Let's imagine that there are two people (A and B) in a cave, and inside the cave there is a door that connects C and D. Person A knows the combination that has to be entered in the door to open it and wants to demonstrate it to B, but without telling him the key, so he has to enter it:
- First, person A starts walking towards either side of the cave (C or D).
- Once person A is no longer in sight, B goes to the position from where person A started and can see both paths.
- Person B can now instruct A to exit in lane C or lane D.
- Because A knows the key, he will use it to open the secret door and exit through the lane B told him.
- B may not be convinced because it could have been luck as he had a 50% chance of guessing the key correctly.
- So person B decides to repeat it 25 times or any number. If this test is repeated several times, the probability of finally guessing the key would be very low.
- This allows B to verify that A knows the key without revealing the information (the key).

» **What you need to do**:
[1] Reproduce the cave explanation from "- Once person" up to and including "information (the key).".
[2] Write what comes next in the cave explanation, starting after its final sentence.

» **Data provided**:
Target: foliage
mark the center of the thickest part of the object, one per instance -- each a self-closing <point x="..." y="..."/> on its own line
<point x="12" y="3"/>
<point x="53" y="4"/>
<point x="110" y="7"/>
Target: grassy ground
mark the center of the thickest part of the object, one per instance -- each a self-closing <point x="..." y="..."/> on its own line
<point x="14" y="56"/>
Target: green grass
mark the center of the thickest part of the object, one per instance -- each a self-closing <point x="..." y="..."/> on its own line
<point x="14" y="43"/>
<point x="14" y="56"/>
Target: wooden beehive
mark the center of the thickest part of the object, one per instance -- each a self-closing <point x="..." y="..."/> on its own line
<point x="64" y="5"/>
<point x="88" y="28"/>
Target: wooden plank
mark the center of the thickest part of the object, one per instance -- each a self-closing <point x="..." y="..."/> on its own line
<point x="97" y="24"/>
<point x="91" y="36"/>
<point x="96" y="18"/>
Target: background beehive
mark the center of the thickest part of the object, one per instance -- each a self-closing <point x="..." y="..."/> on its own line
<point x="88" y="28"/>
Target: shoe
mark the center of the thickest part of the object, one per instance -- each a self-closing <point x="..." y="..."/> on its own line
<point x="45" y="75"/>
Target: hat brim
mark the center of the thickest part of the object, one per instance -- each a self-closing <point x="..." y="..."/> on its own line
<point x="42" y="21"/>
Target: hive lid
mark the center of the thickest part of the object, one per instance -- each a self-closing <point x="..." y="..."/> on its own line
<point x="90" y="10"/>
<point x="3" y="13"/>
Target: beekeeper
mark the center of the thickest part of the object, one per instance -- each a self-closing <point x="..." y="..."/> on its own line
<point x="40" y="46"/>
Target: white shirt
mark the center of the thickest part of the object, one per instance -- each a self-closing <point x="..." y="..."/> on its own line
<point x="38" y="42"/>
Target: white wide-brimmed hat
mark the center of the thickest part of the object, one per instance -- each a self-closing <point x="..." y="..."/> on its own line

» **Answers by task**:
[1]
- Once person A is no longer in sight, B goes to the position from where person A started and can see both paths.
- Person B can now instruct A to exit in lane C or lane D.
- Because A knows the key, he will use it to open the secret door and exit through the lane B told him.
- B may not be convinced because it could have been luck as he had a 50% chance of guessing the key correctly.
- So person B decides to repeat it 25 times or any number. If this test is repeated several times, the probability of finally guessing the key would be very low.
- This allows B to verify that A knows the key without revealing the information (the key).

[2]
Main properties
| Integrity | If the information provided is true, the verifier will be able to verify the veracity of that information over and over again. |
|---|---|
| Solidity | In case the information is false or erroneous, the verifier will know that the information is directly false. |
| Zero knowledge | In case the information is true, the verifier will not know the information itself, it will simply know if it is true or false, nothing else. |
ZKP types: zk-SNARKs vs zk-STARKs
There are currently two types of ZKP that are highly recognised. Firstly zk-SNARK which were the first tests and are used in projects such as Zcash, although they have caused problems such as "creating coins out of thin air" and secondly zk-STARK which is an improvement on SNARKs.
- zk-SNARK: "Zero Knowledge Succinct Non-Interactive Argument of Knowledge" it is a zero-knowledge type of proof, so ZKP is not the same as zk-SNARK, but zk-SNARK is built on ZKP. By referring to the term "non-interactive", it means that there is no constant exchange between the demonstrator and the verifier. This type of ZKP requires more computational power, higher cost and greater vulnerability to quantum attacks.
- zk-STARK: "Zero Knowledge Scalable Transparent Argument of Knowledge" this is a major improvement on zk-SNARK and unlike SNARK, there is a constant trade-off to get the verifier to be convinced. zk-SNARK required a trusted configuration phase, whereas zk-STARK does not rely on such a configuration but uses publicly verifiable randomness. In addition, they are more scalable in terms of both speed and computational size, i.e. they are not as complex as zk-SNARKs, where complexity can sometimes cause problems, and finally, they are more resistant to quantum attacks.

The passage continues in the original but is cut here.